◆ Work task
Images are to be left out when the records below are printed word for word.

◆ Data under study
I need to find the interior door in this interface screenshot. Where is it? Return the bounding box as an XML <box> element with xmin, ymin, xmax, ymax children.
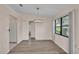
<box><xmin>9</xmin><ymin>16</ymin><xmax>17</xmax><ymax>43</ymax></box>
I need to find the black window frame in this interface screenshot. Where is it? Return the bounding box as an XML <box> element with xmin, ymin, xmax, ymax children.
<box><xmin>55</xmin><ymin>15</ymin><xmax>69</xmax><ymax>38</ymax></box>
<box><xmin>55</xmin><ymin>18</ymin><xmax>61</xmax><ymax>35</ymax></box>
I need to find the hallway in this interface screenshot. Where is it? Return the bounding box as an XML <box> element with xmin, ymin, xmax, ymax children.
<box><xmin>9</xmin><ymin>40</ymin><xmax>66</xmax><ymax>54</ymax></box>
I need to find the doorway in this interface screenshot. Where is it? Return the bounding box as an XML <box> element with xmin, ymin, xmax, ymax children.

◆ Result below
I need to find the interior door in this interface screenshot. Where is it? Return the bounding box as an XML <box> element with xmin, ymin, xmax, ymax children.
<box><xmin>9</xmin><ymin>16</ymin><xmax>17</xmax><ymax>43</ymax></box>
I need to find the black window frame in this interface screenshot. Where is it? Return the bounding box as an XML <box> element with xmin, ymin, xmax, ymax children.
<box><xmin>55</xmin><ymin>15</ymin><xmax>69</xmax><ymax>38</ymax></box>
<box><xmin>55</xmin><ymin>18</ymin><xmax>61</xmax><ymax>35</ymax></box>
I need to find the hallway in this interface screenshot. Where is it? Return the bounding box as an XML <box> element with xmin, ymin, xmax, ymax children.
<box><xmin>9</xmin><ymin>40</ymin><xmax>66</xmax><ymax>54</ymax></box>
I need to find the doorway in this interface screenshot. Where is it? Return the bounding box as an XML <box> element with xmin, ymin, xmax, ymax children.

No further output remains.